_How to complete this task_: What follows are records. Restate all of them word for word.

_Extracted data_:
= = = =

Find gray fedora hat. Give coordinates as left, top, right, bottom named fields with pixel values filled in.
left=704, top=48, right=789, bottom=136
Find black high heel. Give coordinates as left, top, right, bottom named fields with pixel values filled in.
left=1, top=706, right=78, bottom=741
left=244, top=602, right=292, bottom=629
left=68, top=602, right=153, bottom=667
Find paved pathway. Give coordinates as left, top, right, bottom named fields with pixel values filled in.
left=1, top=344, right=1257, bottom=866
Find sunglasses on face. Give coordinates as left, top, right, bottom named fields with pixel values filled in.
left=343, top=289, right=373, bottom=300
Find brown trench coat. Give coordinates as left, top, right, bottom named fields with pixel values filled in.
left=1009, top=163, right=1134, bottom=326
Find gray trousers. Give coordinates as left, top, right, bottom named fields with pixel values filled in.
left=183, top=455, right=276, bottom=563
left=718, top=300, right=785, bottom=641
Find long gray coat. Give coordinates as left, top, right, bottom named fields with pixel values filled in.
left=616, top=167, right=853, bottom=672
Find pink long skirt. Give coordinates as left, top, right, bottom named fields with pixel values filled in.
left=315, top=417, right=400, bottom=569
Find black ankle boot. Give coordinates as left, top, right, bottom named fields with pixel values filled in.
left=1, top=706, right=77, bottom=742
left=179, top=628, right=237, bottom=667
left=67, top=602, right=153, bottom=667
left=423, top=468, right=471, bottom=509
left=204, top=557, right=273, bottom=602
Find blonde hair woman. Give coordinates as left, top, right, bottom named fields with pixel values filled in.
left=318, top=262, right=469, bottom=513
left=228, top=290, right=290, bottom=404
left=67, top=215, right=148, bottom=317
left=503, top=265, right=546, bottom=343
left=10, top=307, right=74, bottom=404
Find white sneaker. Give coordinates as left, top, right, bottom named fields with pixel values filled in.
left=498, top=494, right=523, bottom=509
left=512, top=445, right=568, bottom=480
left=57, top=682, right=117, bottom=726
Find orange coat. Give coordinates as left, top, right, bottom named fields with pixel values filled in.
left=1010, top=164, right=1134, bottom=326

= = = =

_Task solution_:
Find gray fedora hat. Give coordinates as left, top, right, bottom named fields with pixel values filled in.
left=704, top=48, right=789, bottom=136
Find black high heel. Give coordinates as left, top, right, bottom named fields with pixel values filled in.
left=1, top=706, right=78, bottom=741
left=244, top=602, right=292, bottom=629
left=68, top=602, right=153, bottom=667
Find paved pathway. Give coordinates as left, top, right, bottom named fields with pixel values filled in.
left=1, top=344, right=1257, bottom=866
Find sunglasses on face. Give coordinates as left, top, right, bottom named fields with pixel values filled in.
left=343, top=289, right=373, bottom=300
Find brown trench coat. Give coordinates as left, top, right, bottom named fields with pixel values filled in.
left=1009, top=163, right=1134, bottom=326
Find gray trousers. Give coordinates as left, top, right, bottom named fields with pixel values filled in.
left=183, top=455, right=276, bottom=563
left=718, top=300, right=785, bottom=641
Find long gray coat. Give coordinates as left, top, right, bottom named fields with pixel values filled in.
left=616, top=167, right=853, bottom=672
Find pink long skirt. Give coordinates as left, top, right, bottom named fields with pixel values filled in.
left=315, top=417, right=400, bottom=569
Find black ankle boot. Give coordinates as left, top, right, bottom named fields with pixel values filled in.
left=1, top=706, right=77, bottom=742
left=179, top=628, right=237, bottom=667
left=67, top=602, right=153, bottom=667
left=423, top=468, right=471, bottom=509
left=204, top=557, right=273, bottom=602
Find blonde hair woman. Give coordinates as left, top, right, bottom named fields with pixel values filled in.
left=318, top=262, right=469, bottom=513
left=228, top=290, right=290, bottom=404
left=67, top=215, right=148, bottom=317
left=503, top=265, right=546, bottom=343
left=10, top=307, right=74, bottom=404
Find white sneaker. Give coordinates as left, top, right, bottom named fields with pixel values filled in.
left=498, top=494, right=523, bottom=509
left=512, top=445, right=568, bottom=480
left=57, top=682, right=117, bottom=726
Find orange coat. Give coordinates as left, top, right, bottom named fields with pixel values filled in.
left=1010, top=164, right=1134, bottom=326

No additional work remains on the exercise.